Records from a data collection

┏━━

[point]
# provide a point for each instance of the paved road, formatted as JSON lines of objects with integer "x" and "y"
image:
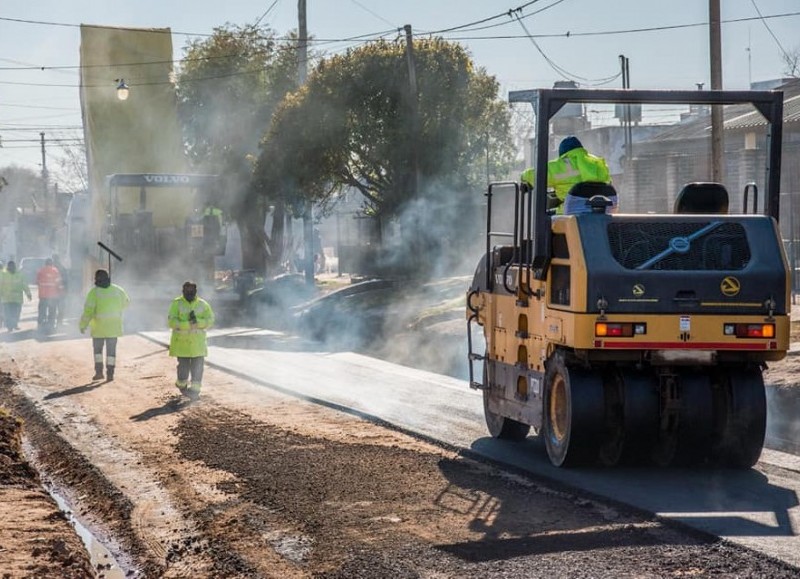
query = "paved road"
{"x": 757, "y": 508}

┗━━
┏━━

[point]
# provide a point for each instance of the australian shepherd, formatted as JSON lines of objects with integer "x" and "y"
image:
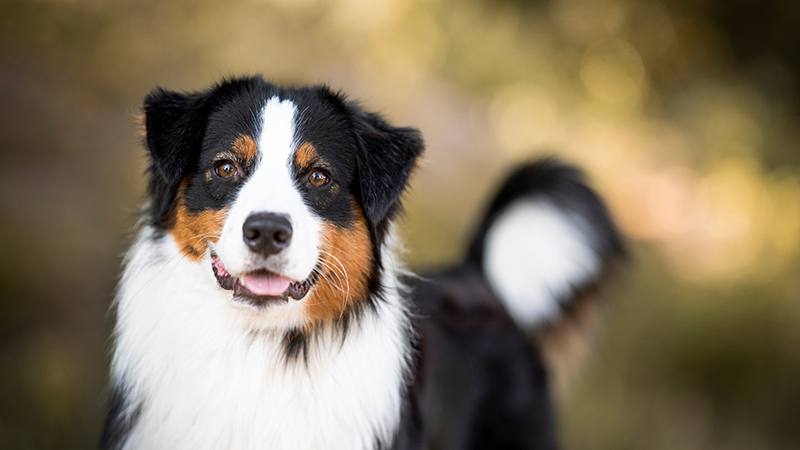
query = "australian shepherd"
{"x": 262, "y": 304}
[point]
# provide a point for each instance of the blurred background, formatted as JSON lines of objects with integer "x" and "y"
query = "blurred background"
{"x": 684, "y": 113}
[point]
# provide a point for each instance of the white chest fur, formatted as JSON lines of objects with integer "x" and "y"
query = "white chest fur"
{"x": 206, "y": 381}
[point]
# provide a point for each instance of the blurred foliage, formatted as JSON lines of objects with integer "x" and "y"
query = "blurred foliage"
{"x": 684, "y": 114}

┗━━
┏━━

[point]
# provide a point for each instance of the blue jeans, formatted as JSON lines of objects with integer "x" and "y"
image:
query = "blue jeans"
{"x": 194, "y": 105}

┗━━

_DIRECTIONS FOR THIS TASK_: Count the lines in the items above that contain the string "blurred". Reply with the number alone.

_EXERCISE RESULT_: 4